### WORK TO DO
Find "# test: point out the yellow" in the data, then restate the line it sits in and every later line word for word, ending with the last line.
** Begin ENTRIES SHOWN **
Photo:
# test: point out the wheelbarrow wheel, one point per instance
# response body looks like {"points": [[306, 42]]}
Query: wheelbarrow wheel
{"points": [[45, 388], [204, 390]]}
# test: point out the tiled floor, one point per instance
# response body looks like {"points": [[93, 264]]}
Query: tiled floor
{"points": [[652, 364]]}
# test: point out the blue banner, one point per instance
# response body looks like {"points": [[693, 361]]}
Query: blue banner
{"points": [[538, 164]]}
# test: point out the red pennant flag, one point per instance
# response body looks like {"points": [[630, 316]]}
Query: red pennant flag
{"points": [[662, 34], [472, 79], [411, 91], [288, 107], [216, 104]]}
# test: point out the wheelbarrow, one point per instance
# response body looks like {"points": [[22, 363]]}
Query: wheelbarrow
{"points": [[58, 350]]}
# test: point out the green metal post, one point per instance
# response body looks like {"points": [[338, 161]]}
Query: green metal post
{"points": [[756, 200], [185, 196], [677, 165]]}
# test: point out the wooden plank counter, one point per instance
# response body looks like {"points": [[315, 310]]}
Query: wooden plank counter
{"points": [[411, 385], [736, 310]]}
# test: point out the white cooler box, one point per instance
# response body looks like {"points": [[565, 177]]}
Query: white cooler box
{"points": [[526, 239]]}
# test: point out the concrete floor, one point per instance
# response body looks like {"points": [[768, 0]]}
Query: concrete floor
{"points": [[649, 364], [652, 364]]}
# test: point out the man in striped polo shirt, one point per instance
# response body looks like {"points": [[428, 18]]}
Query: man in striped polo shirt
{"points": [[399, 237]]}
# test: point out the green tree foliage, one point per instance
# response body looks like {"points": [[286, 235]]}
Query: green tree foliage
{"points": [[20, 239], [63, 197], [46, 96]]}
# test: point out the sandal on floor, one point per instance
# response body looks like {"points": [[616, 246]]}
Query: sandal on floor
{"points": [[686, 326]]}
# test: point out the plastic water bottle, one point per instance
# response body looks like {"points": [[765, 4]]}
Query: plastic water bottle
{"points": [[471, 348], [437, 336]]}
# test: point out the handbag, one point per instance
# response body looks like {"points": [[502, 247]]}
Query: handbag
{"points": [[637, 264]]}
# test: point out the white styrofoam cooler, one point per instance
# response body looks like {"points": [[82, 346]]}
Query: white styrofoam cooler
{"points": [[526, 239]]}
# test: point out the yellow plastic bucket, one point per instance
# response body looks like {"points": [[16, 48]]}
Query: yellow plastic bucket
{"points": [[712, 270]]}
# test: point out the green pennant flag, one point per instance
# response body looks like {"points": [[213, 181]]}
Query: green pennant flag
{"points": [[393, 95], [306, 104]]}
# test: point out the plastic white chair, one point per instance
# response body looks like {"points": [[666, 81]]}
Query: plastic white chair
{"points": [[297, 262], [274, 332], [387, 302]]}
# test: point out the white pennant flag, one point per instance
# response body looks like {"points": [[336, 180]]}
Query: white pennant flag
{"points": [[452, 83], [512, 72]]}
** End ENTRIES SHOWN **
### TASK RESPONSE
# test: point out the yellow plastic bucket, one point per instance
# response body looks like {"points": [[16, 48]]}
Query: yellow plastic bucket
{"points": [[712, 270]]}
# test: point out the green pennant flag, one point per instance
# response body looks like {"points": [[213, 181]]}
Query: green pennant flag
{"points": [[393, 95], [306, 104]]}
# test: point out the plastic white chair, one point per instance
# response body looks like {"points": [[666, 81]]}
Query: plastic white chair
{"points": [[297, 262], [274, 332], [387, 302]]}
# test: point out the white pennant flag, one point per instance
# response body looks like {"points": [[336, 180]]}
Query: white pennant flag
{"points": [[452, 83], [512, 72]]}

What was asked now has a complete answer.